■ WORK TO DO:
Rewrite the records below with "tree" swapped for "bush", changing nothing else.
· · ·
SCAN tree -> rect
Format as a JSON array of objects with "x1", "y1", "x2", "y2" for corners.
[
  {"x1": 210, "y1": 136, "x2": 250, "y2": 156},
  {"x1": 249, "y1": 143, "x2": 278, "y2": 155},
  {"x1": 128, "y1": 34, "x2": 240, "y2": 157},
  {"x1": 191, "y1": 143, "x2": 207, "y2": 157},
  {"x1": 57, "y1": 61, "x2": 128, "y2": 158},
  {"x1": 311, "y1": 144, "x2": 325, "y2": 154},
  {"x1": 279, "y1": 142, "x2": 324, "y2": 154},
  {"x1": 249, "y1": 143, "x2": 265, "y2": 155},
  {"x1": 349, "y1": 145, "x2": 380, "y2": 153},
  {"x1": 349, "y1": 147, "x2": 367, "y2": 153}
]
· · ·
■ RESPONSE BELOW:
SCAN bush -> rect
Format as a JSON array of objects with "x1", "y1", "x2", "y2" for corners.
[
  {"x1": 210, "y1": 136, "x2": 250, "y2": 156},
  {"x1": 249, "y1": 143, "x2": 278, "y2": 155},
  {"x1": 128, "y1": 34, "x2": 240, "y2": 157},
  {"x1": 191, "y1": 143, "x2": 207, "y2": 157},
  {"x1": 57, "y1": 61, "x2": 128, "y2": 158},
  {"x1": 311, "y1": 144, "x2": 325, "y2": 154},
  {"x1": 279, "y1": 142, "x2": 324, "y2": 154},
  {"x1": 249, "y1": 143, "x2": 265, "y2": 155},
  {"x1": 349, "y1": 145, "x2": 380, "y2": 153},
  {"x1": 349, "y1": 147, "x2": 367, "y2": 153}
]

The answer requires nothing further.